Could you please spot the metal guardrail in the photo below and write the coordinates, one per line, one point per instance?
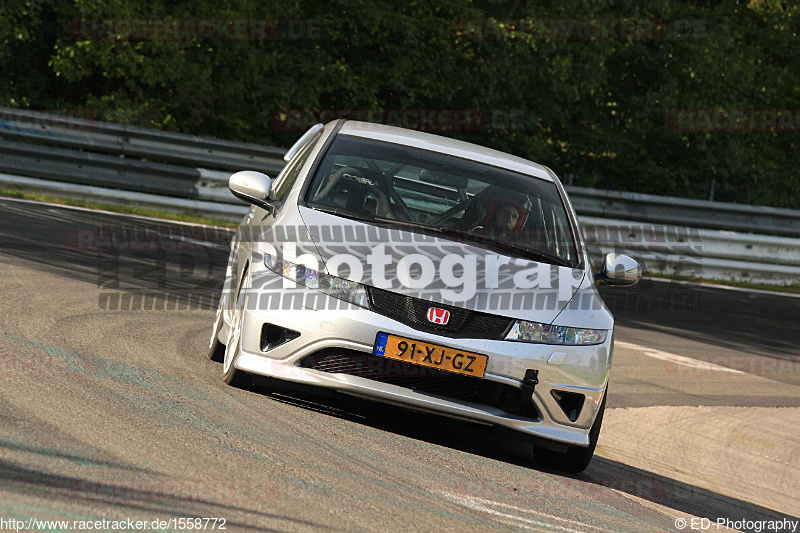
(133, 142)
(693, 252)
(111, 162)
(685, 211)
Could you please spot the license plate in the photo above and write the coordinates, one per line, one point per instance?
(430, 355)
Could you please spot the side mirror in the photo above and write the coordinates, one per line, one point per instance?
(252, 187)
(619, 271)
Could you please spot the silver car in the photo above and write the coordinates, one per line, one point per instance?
(412, 269)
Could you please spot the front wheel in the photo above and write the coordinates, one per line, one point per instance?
(576, 458)
(230, 373)
(216, 350)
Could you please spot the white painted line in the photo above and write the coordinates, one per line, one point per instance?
(114, 213)
(677, 359)
(726, 287)
(479, 504)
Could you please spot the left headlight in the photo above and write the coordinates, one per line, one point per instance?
(340, 288)
(525, 331)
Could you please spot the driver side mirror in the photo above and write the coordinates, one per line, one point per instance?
(253, 187)
(619, 271)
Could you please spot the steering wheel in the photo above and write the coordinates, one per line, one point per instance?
(366, 185)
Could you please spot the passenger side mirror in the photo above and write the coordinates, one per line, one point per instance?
(619, 271)
(252, 187)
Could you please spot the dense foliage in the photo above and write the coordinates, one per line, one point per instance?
(601, 104)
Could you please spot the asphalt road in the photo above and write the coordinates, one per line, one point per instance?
(109, 408)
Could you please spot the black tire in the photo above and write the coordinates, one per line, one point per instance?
(576, 458)
(233, 376)
(216, 348)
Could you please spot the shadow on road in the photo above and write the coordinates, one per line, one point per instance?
(596, 483)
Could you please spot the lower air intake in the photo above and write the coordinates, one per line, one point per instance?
(439, 383)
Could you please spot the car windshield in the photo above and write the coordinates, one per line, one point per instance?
(426, 191)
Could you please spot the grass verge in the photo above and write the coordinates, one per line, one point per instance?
(116, 208)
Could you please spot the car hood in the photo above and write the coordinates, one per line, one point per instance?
(440, 270)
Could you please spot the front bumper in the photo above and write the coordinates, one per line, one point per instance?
(326, 323)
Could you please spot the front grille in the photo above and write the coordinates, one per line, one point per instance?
(413, 312)
(447, 385)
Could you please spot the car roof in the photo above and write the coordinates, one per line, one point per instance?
(444, 145)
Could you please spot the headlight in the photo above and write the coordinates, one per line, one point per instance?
(542, 333)
(343, 289)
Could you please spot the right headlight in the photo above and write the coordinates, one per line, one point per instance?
(525, 331)
(340, 288)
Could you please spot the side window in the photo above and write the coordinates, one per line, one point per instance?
(283, 183)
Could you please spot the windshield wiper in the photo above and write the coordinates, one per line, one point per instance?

■ What you should do ■
The answer must be the data above, repeated exactly, with no pictures.

■ Written response ■
Could you please spot the metal guardrail in the photo below and write the coordinates, one per line, one point per instance?
(133, 142)
(693, 252)
(111, 162)
(685, 211)
Could you please spot the license plate in the photo above and write the coordinates, one per line, one point per instance?
(430, 355)
Could you please spot the side mirror in the photo above and write the coordinates, one per line, one point per instance?
(252, 187)
(619, 271)
Could you please spot the silver car in the photo above and write the coordinates, one per line, one point per instance?
(412, 269)
Could you please spot the front wheel in the photo above and write the coordinates, one per line, one point per instance?
(576, 458)
(230, 373)
(216, 350)
Could you please spot the white painted line in the photo above and write the coordinates, one per line, one point per instance?
(114, 213)
(677, 359)
(726, 287)
(479, 504)
Could you please spot the left headlight in the photo above and write the coordinates, one per line, one point per instance?
(340, 288)
(525, 331)
Could you please spot the driver side mirror in the photo above and write the coordinates, one per line, one point per instance?
(253, 187)
(619, 271)
Could you please spot the steering wheel in the photo above and write the coordinates, one per line, one point per instance?
(366, 185)
Could you please spot the passenger side mirror in the photo above and write the coordinates, one per line, one point per instance?
(619, 271)
(252, 187)
Could you please spot the dense foliage in the photo above and write the coordinates, one per line, one point per instance?
(601, 104)
Could you please spot the asphalt road in the photo above and write the coordinates, one per line, one point per instance?
(109, 408)
Could you please spot the black tire in the photo above and write the coordinates, one per line, one point per instance?
(576, 458)
(233, 376)
(216, 348)
Could you please spot the shadow on road in the photo above and write the coordinates, one per line, one point per instance?
(596, 483)
Could you please spot the lower air intake in the photo above and write the coordinates, one per line, one point per instance?
(439, 383)
Could you please spot the car windshield in the photo above and write the coordinates, one per line, one point per instance?
(426, 191)
Could you please spot the grass verge in the photo above and write the coordinates, one per line, one point per instance?
(116, 208)
Could you please spot the car hood in the photo above and write the coordinates, one per line, one point per instance?
(440, 270)
Could you please spot the front bumper in the photo above and write the coordinates, one per line, one point per instance?
(326, 323)
Could you please spot the front grille in the photo above and write the coordinates, one per line, one point per instance?
(413, 312)
(447, 385)
Could you please spot the car roof in the photo above and write the coordinates, one per line, one point per instance?
(444, 145)
Could you please spot the headlight in the photo above and write the coordinates, one per line, one point per instance?
(542, 333)
(343, 289)
Could you please spot the right headlight in the photo above and write the coordinates, one per line, one point per instance?
(525, 331)
(340, 288)
Could you please spot the side window in the photo above and write the coordinates, one per line, one point per instance?
(283, 183)
Could you please spot the windshield wiper in the photo above and write the coordinates, one per line, one point per instance?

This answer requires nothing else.